Exercise —
Without the pictures, repeat all of the data exactly as it appears below.

=== Recorded data ===

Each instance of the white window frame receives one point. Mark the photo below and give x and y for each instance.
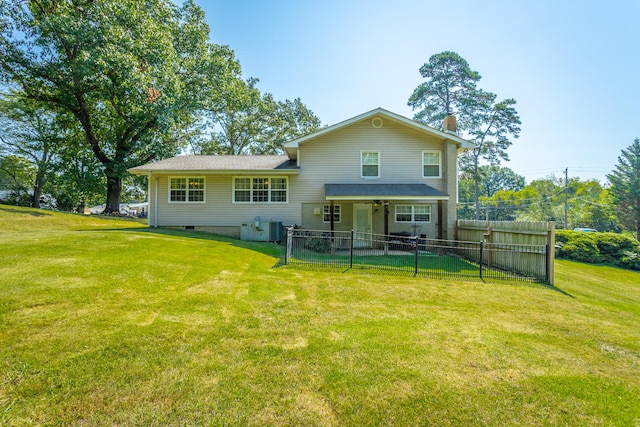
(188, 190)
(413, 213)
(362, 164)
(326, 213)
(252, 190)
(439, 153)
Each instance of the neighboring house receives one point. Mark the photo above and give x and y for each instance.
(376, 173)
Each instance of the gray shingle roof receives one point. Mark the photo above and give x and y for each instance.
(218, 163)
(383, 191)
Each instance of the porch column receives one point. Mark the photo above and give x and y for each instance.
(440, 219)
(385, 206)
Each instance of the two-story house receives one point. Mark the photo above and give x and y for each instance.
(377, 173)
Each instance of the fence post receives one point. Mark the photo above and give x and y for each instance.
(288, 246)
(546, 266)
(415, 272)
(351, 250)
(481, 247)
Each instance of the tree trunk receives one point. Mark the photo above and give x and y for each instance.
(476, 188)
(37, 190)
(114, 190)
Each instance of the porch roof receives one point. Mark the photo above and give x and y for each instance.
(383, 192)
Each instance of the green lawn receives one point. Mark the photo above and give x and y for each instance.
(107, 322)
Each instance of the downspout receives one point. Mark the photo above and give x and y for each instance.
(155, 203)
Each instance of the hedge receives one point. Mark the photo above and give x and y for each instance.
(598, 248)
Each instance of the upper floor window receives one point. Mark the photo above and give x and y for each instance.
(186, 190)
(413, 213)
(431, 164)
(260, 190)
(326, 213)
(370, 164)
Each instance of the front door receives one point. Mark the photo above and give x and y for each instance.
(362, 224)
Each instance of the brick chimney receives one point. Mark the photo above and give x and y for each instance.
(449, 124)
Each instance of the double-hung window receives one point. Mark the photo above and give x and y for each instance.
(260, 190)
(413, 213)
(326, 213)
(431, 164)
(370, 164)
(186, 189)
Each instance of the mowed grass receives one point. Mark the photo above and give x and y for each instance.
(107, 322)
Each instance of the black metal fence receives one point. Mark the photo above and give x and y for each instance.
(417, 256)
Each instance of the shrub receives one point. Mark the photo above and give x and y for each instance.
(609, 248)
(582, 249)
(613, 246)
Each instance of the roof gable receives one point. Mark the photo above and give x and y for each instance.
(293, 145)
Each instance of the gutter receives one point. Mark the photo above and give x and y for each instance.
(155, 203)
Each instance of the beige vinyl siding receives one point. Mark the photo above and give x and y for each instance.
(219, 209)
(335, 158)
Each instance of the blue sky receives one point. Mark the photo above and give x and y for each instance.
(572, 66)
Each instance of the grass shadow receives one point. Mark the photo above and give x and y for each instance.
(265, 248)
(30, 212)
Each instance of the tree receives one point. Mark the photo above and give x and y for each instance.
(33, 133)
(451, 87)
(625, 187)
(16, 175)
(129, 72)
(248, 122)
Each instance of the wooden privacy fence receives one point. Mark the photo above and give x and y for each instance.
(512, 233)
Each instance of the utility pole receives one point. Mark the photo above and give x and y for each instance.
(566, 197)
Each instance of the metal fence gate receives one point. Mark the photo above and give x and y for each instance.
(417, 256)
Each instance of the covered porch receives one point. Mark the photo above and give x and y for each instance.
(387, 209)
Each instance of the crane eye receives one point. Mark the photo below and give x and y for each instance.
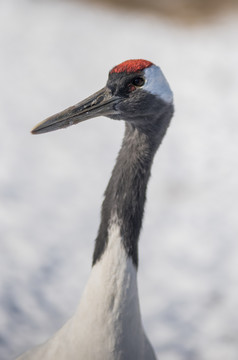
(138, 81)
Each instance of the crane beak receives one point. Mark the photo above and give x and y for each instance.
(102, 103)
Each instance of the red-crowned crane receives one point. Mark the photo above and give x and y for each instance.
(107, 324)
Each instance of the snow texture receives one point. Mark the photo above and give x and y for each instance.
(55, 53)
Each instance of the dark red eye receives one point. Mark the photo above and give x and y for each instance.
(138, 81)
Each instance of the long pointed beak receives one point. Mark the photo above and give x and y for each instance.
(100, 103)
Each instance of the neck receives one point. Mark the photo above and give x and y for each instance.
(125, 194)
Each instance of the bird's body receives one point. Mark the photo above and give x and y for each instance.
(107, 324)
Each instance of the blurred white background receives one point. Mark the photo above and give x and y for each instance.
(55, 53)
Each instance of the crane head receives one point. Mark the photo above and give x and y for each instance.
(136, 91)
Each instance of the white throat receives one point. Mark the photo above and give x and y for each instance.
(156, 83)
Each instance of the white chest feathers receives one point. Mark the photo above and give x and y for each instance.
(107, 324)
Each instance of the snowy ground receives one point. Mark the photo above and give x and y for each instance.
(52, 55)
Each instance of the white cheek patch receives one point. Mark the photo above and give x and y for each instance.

===

Output of the exercise —
Each instance of the white window frame receives one point. Mark the photo below and give x and y for each instance.
(188, 190)
(413, 213)
(362, 164)
(326, 213)
(252, 190)
(439, 153)
Each instance of the neighboring house receives one point. Mark the photo above and give x and y for each instance.
(376, 173)
Each instance of the gray shingle roof receives one point. Mark the photo above and give x and y for each instance.
(218, 163)
(383, 191)
Each instance of the porch column receives one point. Mark the photo above and give x and y for each instance.
(440, 219)
(385, 206)
Each instance of the two-story house receives one point. Mark the photo above and give x and y for each instance.
(377, 173)
Each instance of the fence post receives one point. Mark the photo above and give x and y for each instance.
(288, 246)
(546, 266)
(415, 272)
(351, 250)
(481, 247)
Each instance of the tree trunk receives one point. Mark the photo above and give x and y for each instance.
(476, 188)
(37, 190)
(114, 190)
Each instance of the porch roof receives one point. Mark the photo above and give x and y for each instance.
(383, 192)
Each instance of the green lawn receives one point. Mark the photo above and give x and y for each instance.
(107, 322)
Each instance of the downspout receives one point. Mark the photo above and give x and y for each instance.
(155, 203)
Each instance of the hedge receives one point. Mark the photo above and give x and y for each instance.
(598, 248)
Each instance of the upper floor window receives one point. Mark the photo above and give x and y for each instance.
(186, 190)
(413, 213)
(431, 164)
(260, 190)
(326, 213)
(370, 164)
Each instance of the front door receives one point. Mark the photo above and give x and y for each instance.
(362, 224)
Each instance of the brick chimney receives one point. Mark the photo above and give x and y for each instance.
(449, 124)
Each instance of the double-hung window receives one point. Mark the photo above and give x and y for each instance.
(260, 190)
(413, 213)
(326, 213)
(431, 164)
(370, 164)
(186, 189)
Each instance of the mowed grass receives one point. Mark the photo above and give x and y for each instance.
(107, 322)
Each instance of the black metal fence receives one point. Mark the photo above and give x and y for each instance.
(417, 256)
Each instance of the shrub receives one point. Mark the photo above and give x and y for each instance.
(609, 248)
(582, 249)
(613, 246)
Each instance of the roof gable receives one point. Mark the photo above and give x and y for each instance.
(293, 145)
Each instance of the gutter receives one point. Mark the photo above and give x and y for each instance.
(155, 203)
Each instance of the beige vinyl siding receives one point. Mark the photo above and give x and y for each instance.
(219, 209)
(335, 158)
Each instance of the blue sky receives one point. Mark the photo above and give x and y for each instance.
(572, 66)
Each instance of the grass shadow receives one point. Mark the photo above and give x and y for each instance.
(265, 248)
(30, 212)
Each instance of the tree receives one point. Mark the photo above and give x and y for each instance.
(33, 133)
(451, 87)
(625, 187)
(16, 175)
(129, 72)
(248, 122)
Each instance of the wooden privacy fence receives one point. Mark the photo above and give x and y for each instance.
(512, 233)
Each instance of the utility pole receives one point. Mark the photo above and give x and y for each instance.
(566, 197)
Each instance of the metal fence gate receives one point. Mark the photo above and give x and y for each instance.
(417, 256)
Each instance of the covered porch receives one point. Mark the photo above and give x and y for each instance.
(387, 209)
Each instance of the crane eye receives one point. Mark the photo below and give x and y for each instance.
(138, 81)
Each instance of the crane beak receives one point. Mark the photo above and give x and y for each instance.
(102, 103)
Each instance of the red-crowned crane receives one point. Mark the photo above and give x and y for each instance.
(107, 324)
Each instance of the snow texture receives one point. Mark the photo above and give x and y for each instance.
(55, 53)
Each instance of the dark red eye receives one point. Mark the photo above and give x and y for each instance.
(138, 81)
Each instance of the long pointed beak receives one point. Mark the photo above and give x and y for each instance.
(100, 103)
Each instance of the neck receives one point. Mark the photo above and give x and y for each instance.
(125, 194)
Each instance of the bird's body receives one point. Mark the photo above and give x and y for each instance.
(107, 324)
Each instance of the blurred white background receives one point. Mark the photo above and give x and y for each instance.
(55, 53)
Each instance of the crane head receives one point. Mark the photo above and give x and y for each instance.
(136, 91)
Each instance of the white throat receives one point. Mark the photo above and give x and y for each instance.
(156, 83)
Each instance of the white chest feathers receives one point. Mark the photo above and give x and y for each instance.
(107, 324)
Each instance of the snowy ground receives one point. Mark the photo above and give x and y for each instance.
(52, 55)
Each instance of the white cheek patch receives one point. Mark the photo above and give x and y for each instance.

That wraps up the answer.